▶ **WHAT THE TASK ASKS**
For the listing below, output exactly the lines from the line with "Note to the class: point at the teapot spout" up to and including the line with "Note to the class: point at the pine garland", and no other lines.

....

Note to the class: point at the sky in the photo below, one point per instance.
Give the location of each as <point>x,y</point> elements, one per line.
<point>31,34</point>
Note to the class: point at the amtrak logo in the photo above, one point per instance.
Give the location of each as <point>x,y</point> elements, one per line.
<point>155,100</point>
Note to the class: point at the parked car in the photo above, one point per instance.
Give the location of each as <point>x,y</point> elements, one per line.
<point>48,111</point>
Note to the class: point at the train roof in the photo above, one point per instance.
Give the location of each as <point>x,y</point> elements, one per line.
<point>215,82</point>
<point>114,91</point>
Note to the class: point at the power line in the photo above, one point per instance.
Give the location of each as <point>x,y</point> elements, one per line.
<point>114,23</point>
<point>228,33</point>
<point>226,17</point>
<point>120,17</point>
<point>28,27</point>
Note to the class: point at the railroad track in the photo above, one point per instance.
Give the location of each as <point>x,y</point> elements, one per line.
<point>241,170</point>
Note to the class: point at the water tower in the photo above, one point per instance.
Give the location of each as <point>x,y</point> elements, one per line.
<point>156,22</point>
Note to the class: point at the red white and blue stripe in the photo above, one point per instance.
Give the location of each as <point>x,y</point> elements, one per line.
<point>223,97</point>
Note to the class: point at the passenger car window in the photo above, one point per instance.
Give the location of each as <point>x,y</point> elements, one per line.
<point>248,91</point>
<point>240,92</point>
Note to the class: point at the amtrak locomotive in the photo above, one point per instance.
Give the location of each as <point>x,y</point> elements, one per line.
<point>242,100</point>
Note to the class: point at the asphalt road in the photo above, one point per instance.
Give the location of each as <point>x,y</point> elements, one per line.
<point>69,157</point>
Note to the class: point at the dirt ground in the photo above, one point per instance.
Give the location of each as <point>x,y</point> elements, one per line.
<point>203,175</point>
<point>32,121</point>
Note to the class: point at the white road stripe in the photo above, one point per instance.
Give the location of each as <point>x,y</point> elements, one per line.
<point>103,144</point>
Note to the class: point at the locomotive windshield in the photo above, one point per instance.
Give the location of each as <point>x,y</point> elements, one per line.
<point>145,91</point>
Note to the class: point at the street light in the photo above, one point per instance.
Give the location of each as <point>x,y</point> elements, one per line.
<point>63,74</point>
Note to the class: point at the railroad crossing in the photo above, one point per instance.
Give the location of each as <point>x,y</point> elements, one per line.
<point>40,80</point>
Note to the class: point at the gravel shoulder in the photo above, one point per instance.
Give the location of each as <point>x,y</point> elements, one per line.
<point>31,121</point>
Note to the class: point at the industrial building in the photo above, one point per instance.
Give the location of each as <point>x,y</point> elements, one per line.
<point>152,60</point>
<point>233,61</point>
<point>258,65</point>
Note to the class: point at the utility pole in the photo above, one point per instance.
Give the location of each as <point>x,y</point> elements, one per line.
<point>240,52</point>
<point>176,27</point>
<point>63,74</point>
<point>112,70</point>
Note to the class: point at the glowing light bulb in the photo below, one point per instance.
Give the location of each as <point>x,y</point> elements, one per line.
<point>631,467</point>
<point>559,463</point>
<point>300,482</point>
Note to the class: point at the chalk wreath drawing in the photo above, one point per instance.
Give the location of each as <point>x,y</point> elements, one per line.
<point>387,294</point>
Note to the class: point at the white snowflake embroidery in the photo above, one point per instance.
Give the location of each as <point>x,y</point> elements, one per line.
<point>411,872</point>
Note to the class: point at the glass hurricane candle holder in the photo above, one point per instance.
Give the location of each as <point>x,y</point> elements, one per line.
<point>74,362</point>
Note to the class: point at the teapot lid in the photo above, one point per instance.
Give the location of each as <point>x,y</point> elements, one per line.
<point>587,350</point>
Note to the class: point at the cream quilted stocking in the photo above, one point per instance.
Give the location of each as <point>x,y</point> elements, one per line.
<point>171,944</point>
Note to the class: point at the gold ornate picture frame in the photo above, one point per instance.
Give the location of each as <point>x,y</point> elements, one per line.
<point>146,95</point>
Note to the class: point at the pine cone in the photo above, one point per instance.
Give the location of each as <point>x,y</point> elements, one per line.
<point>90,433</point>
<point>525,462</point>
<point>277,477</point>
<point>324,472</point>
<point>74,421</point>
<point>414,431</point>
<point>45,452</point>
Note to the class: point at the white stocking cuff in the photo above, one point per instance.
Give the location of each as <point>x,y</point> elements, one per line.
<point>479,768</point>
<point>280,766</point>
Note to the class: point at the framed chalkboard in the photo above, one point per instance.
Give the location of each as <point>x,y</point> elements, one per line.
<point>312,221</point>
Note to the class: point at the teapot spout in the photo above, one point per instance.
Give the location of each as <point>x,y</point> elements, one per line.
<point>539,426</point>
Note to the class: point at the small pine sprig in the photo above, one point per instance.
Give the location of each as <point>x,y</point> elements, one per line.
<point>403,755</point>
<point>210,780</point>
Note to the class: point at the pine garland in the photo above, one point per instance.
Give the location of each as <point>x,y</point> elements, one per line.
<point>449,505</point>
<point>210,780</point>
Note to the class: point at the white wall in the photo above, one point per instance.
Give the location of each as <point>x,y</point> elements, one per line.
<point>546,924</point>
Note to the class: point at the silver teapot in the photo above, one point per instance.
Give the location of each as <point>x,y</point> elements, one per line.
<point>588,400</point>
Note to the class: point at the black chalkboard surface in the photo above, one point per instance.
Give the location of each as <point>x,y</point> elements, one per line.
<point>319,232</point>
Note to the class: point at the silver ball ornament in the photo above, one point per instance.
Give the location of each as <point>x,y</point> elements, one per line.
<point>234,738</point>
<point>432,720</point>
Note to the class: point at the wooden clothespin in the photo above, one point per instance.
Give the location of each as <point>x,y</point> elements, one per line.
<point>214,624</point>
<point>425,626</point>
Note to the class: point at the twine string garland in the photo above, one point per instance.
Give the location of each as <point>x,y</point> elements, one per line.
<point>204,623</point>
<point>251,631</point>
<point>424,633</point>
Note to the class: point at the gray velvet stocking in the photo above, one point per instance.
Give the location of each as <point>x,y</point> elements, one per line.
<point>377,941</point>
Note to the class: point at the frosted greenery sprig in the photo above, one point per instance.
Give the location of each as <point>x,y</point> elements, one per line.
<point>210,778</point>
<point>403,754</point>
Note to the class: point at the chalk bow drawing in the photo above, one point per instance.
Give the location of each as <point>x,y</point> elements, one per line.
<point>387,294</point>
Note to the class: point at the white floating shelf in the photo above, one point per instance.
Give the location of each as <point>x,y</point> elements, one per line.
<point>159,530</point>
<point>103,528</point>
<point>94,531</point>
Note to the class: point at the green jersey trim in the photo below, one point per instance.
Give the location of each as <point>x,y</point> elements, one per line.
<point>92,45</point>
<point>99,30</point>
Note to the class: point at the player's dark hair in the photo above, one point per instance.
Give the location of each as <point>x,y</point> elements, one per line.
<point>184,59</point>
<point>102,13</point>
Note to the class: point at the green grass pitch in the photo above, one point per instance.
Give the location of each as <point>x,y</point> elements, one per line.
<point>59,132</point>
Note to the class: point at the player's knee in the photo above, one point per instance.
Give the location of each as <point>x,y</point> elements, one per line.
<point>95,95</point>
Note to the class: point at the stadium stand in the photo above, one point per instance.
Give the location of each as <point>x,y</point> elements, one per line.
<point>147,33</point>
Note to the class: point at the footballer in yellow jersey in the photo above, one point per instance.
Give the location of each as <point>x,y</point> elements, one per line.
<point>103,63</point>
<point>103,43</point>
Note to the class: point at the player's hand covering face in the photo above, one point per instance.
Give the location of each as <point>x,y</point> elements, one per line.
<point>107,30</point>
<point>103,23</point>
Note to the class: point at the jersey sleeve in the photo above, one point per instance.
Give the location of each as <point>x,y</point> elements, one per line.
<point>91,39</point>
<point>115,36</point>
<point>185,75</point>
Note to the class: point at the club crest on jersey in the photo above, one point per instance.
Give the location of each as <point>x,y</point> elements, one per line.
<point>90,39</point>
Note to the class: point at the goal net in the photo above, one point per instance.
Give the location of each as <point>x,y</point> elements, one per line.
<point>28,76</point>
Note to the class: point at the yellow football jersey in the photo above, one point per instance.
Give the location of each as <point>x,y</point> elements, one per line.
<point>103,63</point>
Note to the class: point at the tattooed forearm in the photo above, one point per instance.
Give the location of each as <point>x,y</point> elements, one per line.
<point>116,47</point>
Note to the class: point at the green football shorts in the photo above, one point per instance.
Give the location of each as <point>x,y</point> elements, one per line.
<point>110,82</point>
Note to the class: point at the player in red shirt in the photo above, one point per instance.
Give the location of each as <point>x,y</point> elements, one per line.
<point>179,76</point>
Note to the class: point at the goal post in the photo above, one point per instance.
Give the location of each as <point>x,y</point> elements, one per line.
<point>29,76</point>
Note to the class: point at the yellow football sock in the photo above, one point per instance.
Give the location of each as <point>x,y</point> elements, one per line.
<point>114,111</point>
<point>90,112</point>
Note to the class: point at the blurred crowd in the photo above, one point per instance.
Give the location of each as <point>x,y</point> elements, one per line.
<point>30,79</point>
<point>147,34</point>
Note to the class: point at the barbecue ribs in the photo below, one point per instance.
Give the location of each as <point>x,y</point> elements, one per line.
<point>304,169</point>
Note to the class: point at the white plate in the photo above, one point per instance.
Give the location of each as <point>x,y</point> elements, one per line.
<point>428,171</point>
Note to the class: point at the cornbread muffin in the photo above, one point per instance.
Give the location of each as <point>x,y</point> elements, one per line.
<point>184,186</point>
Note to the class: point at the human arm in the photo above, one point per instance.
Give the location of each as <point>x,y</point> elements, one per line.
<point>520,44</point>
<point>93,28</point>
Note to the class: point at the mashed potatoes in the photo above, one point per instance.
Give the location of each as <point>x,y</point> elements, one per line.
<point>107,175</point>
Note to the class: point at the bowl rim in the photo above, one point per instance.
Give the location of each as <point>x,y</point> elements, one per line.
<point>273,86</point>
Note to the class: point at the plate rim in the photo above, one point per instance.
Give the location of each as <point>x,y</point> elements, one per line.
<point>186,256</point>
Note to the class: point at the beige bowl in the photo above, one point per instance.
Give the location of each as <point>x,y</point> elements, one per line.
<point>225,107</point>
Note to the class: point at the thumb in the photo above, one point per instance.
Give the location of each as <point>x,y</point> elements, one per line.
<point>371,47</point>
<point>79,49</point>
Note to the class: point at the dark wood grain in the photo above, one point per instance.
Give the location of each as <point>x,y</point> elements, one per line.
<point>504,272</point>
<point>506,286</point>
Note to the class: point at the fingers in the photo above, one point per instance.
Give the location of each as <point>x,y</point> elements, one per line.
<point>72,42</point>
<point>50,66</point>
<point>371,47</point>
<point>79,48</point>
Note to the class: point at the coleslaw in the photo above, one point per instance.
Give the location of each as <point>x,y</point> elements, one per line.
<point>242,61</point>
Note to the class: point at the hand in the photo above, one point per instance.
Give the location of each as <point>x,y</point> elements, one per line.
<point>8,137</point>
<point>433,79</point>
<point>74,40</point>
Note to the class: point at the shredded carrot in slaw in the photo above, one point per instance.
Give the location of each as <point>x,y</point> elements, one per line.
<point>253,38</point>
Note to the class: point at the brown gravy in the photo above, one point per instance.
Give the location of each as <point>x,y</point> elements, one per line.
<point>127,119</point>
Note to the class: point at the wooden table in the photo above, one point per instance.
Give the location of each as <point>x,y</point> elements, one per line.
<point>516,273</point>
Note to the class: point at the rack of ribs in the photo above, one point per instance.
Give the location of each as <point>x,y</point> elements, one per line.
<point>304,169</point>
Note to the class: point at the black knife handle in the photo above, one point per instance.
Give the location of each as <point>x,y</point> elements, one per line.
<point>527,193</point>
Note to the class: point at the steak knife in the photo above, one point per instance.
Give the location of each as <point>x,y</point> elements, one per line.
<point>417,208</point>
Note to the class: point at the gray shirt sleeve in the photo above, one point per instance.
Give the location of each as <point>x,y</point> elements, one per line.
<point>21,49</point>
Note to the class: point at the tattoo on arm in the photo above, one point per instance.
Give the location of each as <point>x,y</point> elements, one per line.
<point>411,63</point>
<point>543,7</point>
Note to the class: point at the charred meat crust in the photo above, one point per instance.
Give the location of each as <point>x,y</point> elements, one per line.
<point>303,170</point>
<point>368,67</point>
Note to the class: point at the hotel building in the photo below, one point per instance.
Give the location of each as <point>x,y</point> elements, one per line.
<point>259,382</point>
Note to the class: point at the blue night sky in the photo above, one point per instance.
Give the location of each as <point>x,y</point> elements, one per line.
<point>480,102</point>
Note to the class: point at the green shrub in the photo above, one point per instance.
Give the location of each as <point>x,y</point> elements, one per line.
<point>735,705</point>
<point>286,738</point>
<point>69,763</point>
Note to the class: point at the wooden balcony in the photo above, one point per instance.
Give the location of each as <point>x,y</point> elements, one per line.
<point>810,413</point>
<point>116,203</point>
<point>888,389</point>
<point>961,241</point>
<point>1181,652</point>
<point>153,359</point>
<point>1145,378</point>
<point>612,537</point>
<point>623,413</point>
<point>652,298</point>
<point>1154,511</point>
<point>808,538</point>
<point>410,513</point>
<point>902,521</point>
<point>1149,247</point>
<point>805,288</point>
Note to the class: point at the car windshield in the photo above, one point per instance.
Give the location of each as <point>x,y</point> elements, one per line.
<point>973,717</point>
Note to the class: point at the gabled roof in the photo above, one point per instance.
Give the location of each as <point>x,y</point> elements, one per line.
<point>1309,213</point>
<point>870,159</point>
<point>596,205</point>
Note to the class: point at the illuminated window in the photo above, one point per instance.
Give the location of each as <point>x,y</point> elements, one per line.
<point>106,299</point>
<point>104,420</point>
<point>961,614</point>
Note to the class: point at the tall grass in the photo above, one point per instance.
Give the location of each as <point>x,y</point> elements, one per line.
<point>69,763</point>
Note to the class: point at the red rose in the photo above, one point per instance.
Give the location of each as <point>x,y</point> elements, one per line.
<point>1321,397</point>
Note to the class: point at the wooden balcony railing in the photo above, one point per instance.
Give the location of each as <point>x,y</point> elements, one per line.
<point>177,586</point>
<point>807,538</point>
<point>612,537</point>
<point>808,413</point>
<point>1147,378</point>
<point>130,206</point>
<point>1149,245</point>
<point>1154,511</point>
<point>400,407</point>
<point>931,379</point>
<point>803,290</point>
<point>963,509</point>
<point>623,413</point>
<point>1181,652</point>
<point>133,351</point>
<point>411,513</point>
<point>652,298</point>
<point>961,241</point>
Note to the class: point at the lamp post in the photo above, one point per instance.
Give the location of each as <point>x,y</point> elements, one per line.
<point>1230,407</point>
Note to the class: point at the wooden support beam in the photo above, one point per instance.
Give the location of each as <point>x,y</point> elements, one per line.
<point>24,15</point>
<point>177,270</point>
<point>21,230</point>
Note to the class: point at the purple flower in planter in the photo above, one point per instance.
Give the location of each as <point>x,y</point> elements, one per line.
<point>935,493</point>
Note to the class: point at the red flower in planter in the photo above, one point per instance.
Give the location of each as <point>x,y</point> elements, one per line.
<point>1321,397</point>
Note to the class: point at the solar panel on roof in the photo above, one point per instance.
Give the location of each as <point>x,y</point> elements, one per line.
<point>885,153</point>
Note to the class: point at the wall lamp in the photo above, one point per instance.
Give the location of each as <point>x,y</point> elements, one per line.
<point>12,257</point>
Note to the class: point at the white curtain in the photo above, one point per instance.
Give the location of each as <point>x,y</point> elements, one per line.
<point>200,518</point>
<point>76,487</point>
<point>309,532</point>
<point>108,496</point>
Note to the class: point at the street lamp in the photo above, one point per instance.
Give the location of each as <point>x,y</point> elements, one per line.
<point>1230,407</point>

....

▶ **SOLVED EXERCISE**
Note to the class: point at the teapot spout in the photo above, one point per instance.
Give the location of each as <point>x,y</point> elements, one per line.
<point>539,426</point>
Note to the class: point at the small pine sprig in the photo above, one point per instance.
Give the location of each as <point>x,y</point> elements, one per line.
<point>403,755</point>
<point>210,780</point>
Note to the class: point at the pine garland in the photo above, one point per instance.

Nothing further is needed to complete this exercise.